- To do:
A. In the text about the Orpailleur research team, what does the French word "orpailleur" denote?
B. Write the next part of the text about the Orpailleur research team, picking up after its final sentence.

-- Text follows --

Orpailleur is a project-team at INRIA Nancy-Grand Est and LORIA since the beginning of 2008. It is a rather large and special team as it includes computer scientists, but also a biologist, chemists, and a physician. Life sciences, chemistry, and medicine, are application domains of first importance and the team develops working systems for these domains.
Knowledge discovery in databases –hereafter KDD– consists in processing a large volume of data in order to discover knowledge units that are significant and reusable. Assimilating knowledge units to gold nuggets, and databases to lands or rivers to be explored, the KDD process can be likened to the process of searching for gold. This explains the name of the research team: in French "orpailleur" denotes a person who is searching for gold in rivers or mountains. Moreover, the KDD process is iterative, interactive, and generally controlled by an expert of the data domain, called the analyst. The analyst selects and interprets a subset of the extracted units for obtaining knowledge units having a certain plausibility. As a person searching for gold and having a certain knowledge of the task and of the location, the analyst may use its own knowledge but also knowledge on the domain of data for improving the KDD process.

-- Text concluded --
-- Stored data follows --

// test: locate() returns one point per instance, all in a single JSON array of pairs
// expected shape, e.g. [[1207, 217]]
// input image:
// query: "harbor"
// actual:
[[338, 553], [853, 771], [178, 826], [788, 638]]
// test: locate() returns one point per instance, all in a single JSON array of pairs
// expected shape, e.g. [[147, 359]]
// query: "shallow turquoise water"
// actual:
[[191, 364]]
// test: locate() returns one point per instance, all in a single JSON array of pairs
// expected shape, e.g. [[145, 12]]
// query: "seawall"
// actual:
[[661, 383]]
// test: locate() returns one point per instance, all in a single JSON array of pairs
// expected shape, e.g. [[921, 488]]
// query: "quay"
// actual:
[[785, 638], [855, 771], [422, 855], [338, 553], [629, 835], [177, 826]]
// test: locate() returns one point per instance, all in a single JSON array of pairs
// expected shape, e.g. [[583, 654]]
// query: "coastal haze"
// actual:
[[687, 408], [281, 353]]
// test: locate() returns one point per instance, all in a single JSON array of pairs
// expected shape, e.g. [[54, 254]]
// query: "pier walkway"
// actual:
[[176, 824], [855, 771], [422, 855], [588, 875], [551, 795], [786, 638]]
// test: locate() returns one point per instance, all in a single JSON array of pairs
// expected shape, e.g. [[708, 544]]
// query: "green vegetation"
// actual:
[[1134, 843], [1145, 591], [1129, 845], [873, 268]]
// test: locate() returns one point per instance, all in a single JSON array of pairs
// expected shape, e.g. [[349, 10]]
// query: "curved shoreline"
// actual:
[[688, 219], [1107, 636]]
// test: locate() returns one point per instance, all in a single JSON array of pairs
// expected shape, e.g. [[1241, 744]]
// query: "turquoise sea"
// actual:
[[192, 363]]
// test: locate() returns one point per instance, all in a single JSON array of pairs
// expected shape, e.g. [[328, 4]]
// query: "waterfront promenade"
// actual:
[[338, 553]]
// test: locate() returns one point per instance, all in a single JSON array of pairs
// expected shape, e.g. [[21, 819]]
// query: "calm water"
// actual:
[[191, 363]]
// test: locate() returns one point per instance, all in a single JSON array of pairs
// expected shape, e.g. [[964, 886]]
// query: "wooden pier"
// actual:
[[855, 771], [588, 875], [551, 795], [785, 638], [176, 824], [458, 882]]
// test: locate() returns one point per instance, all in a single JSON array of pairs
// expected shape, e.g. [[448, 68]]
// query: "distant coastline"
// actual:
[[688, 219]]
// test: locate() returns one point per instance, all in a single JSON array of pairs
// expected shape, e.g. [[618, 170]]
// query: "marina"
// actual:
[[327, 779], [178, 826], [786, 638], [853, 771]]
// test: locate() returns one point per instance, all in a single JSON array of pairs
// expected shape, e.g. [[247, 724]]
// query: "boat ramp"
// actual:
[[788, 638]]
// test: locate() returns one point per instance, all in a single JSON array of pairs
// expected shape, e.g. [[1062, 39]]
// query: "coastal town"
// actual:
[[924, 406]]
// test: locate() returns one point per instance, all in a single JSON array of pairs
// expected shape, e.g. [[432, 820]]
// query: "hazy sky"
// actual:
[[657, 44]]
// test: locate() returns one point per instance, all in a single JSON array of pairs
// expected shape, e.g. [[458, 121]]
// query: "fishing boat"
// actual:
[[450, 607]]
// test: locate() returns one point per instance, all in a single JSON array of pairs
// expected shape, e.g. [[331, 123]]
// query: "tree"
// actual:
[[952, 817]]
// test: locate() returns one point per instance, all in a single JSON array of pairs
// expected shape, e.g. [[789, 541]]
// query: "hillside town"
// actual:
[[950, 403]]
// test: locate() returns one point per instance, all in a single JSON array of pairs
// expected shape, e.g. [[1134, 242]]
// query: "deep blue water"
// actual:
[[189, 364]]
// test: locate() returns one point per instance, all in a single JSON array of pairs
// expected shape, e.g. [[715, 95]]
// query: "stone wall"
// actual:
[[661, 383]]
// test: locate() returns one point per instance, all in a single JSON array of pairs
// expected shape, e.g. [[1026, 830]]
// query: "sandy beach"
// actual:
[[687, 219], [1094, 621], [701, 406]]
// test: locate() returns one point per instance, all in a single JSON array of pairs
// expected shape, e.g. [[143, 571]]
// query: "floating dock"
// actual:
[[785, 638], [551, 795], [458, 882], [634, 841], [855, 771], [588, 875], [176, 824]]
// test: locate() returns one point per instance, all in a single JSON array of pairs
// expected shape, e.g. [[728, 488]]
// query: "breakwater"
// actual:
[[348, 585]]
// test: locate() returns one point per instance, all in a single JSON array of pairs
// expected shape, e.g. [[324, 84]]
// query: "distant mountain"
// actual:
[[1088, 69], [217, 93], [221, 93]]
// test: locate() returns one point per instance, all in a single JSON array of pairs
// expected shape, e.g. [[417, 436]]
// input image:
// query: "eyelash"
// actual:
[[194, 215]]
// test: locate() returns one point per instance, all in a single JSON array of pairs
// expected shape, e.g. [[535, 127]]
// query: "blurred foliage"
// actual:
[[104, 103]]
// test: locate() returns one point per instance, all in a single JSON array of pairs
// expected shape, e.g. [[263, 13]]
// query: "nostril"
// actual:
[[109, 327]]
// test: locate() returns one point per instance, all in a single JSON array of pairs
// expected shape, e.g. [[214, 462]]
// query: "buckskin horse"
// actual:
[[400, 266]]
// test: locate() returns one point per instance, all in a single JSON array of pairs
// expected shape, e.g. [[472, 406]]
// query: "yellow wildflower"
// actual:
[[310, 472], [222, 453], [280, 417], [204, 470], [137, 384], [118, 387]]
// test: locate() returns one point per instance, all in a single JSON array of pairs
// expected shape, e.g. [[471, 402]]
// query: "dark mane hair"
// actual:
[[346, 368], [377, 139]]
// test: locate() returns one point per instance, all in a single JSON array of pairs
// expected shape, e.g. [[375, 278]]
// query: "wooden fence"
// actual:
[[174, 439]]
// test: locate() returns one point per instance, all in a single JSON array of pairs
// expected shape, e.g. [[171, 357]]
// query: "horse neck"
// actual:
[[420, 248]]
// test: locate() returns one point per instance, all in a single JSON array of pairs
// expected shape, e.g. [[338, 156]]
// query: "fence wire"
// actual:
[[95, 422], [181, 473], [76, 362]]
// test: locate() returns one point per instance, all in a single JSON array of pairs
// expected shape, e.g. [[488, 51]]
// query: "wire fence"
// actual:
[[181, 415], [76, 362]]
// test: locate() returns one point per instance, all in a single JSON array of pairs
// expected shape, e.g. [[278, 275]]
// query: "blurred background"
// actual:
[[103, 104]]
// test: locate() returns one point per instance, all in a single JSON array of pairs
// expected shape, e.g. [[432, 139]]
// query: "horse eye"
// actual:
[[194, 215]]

-- Stored data concluded --

- Answers provided:
A. A person who is searching for gold in rivers or mountains.

B.
A way for the KDD process to take advantage of domain knowledge is to be in connection with ontologies relative to the domain of data, for making a step towards the notion of knowledge discovery guided by domain knowledge or KDDK. In the KDDK process, the extracted knowledge units have still "a life" after the interpretation step: they are represented using a knowledge representation formalism to be integrated within an ontology and reused for problem-solving needs. In this way, knowledge discovery is used for extending and updating existing ontologies, showing that knowledge discovery and knowledge representation are complementary tasks and reifying the notion of KDDK.